Records to use:
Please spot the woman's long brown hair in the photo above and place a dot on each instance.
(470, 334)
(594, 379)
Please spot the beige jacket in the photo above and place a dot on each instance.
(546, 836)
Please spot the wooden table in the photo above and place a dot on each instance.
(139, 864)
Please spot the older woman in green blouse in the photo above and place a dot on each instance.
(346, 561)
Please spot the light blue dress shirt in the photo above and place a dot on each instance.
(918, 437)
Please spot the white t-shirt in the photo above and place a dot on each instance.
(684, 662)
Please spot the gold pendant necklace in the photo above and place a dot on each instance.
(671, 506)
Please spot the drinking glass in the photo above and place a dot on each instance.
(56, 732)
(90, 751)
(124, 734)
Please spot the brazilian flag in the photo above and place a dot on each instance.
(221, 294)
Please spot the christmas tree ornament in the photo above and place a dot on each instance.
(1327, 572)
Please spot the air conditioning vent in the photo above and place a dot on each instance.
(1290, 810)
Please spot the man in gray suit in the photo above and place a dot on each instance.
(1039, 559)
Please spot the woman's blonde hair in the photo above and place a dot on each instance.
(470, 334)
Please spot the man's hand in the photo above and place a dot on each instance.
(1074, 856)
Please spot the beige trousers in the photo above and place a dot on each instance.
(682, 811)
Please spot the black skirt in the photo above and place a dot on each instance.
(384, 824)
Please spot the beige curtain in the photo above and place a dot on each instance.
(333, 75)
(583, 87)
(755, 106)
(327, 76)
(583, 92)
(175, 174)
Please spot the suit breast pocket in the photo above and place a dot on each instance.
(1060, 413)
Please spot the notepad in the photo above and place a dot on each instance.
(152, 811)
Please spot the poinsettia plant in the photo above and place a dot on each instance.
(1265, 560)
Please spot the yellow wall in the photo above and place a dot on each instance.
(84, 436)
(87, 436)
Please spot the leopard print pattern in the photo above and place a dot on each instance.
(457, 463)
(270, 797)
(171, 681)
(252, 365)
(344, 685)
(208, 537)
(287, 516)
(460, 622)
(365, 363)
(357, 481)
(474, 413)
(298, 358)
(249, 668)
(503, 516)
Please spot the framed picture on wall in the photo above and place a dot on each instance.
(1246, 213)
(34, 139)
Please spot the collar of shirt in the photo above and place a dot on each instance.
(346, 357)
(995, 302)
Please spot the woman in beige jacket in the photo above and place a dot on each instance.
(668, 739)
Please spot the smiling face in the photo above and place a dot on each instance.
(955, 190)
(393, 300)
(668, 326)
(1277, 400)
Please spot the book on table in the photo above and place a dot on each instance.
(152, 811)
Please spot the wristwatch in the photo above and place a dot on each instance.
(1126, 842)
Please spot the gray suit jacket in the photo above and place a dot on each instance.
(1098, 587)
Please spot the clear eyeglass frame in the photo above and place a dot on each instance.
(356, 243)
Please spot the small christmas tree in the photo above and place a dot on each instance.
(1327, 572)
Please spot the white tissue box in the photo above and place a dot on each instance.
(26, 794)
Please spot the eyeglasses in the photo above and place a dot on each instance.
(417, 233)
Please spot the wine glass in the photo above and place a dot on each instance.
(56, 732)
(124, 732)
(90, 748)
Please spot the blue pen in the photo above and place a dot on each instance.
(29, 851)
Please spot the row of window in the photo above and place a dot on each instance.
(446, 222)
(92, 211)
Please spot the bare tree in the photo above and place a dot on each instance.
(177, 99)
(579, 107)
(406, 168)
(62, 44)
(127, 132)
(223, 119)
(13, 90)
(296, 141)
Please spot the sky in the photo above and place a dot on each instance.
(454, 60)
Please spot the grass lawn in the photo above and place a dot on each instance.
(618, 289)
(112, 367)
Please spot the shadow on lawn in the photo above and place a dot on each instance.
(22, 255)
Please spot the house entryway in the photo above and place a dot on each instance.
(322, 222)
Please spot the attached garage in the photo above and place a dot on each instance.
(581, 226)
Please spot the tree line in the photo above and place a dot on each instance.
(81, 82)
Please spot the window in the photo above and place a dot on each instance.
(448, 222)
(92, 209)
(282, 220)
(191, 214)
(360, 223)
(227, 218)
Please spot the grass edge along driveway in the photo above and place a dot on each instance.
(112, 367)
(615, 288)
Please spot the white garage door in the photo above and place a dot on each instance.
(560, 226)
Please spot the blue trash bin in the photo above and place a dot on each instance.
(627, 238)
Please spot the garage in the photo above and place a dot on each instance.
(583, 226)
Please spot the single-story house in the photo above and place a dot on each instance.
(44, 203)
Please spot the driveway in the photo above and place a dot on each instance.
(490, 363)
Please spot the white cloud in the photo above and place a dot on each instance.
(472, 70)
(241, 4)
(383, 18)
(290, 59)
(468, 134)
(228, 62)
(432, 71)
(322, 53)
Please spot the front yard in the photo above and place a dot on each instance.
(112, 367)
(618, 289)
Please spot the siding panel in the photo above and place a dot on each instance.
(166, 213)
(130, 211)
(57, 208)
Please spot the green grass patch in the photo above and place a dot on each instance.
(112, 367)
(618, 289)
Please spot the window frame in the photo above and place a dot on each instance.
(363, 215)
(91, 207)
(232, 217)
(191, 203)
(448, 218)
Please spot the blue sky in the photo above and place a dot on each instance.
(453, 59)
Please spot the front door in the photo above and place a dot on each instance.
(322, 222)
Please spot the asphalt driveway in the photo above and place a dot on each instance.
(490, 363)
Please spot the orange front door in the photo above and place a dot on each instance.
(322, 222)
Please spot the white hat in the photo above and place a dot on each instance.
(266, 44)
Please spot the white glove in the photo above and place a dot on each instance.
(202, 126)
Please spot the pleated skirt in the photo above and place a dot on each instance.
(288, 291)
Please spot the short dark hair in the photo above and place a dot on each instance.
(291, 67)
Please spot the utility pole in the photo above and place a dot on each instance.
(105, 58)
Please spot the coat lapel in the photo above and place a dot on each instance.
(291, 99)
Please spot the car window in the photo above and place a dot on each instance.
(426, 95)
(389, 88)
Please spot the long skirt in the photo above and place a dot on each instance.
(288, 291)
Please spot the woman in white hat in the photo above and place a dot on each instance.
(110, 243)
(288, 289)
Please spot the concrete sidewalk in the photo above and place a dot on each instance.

Stated goal:
Find the line that contains "Please spot the blue trash" in the listing above. Retype it and every line after it up to the last, exactly, and nothing else.

Task answer:
Please spot the blue trash bin in the photo above and place a dot on each instance.
(627, 238)
Please spot the garage in the photo above and place a dot on each instance.
(583, 226)
Please spot the single-story house in the photo above and place a dot on each instance.
(44, 203)
Please spot the driveway in the photo above and place a dot on each instance.
(490, 363)
Please spot the white cloud in the photo above and place a dot on each instance.
(472, 70)
(241, 4)
(383, 18)
(290, 59)
(468, 134)
(228, 62)
(432, 71)
(322, 53)
Please spot the front yard in the photo above and place a dot on each instance.
(112, 367)
(618, 289)
Please spot the siding panel in the photo above and place a dot on each instance.
(166, 213)
(130, 211)
(57, 208)
Please spot the green grass patch in the photo above and place a dot on each instance.
(112, 367)
(618, 289)
Please spot the window frame in the photo above and place a dot on each instance.
(363, 215)
(91, 207)
(232, 217)
(191, 203)
(448, 218)
Please spot the blue sky in the photo above and place a dot on each instance.
(453, 59)
Please spot the front door in the photo above and place a dot on each instance.
(322, 222)
Please spot the asphalt driveway in the photo above and place a dot on each instance.
(490, 363)
Please spot the orange front door in the photo above and place a dot on each instance.
(322, 222)
Please spot the white hat in the photo above and place a dot on each instance.
(266, 44)
Please spot the white glove in the photo above and place a dot on each instance.
(202, 126)
Please spot the pleated skirt in the photo above and place a dot on each instance.
(288, 291)
Please spot the short dark hair in the photo above and place a dot on each instance.
(291, 67)
Please spot the utility pole in the photo above and place a dot on each instance.
(105, 58)
Please spot the coat lapel in the photo above and place a dot on each instance.
(291, 99)
Please spot the car window in the photo above and place a dot on each instance.
(426, 95)
(389, 88)
Please spot the long skirt in the photo above and place a dot on each instance.
(288, 291)
Please spot the woman in white hat in the photo above and place a dot on each instance.
(110, 243)
(288, 289)
Please spot the concrete sidewalk in the photo above and place a dot on each instance.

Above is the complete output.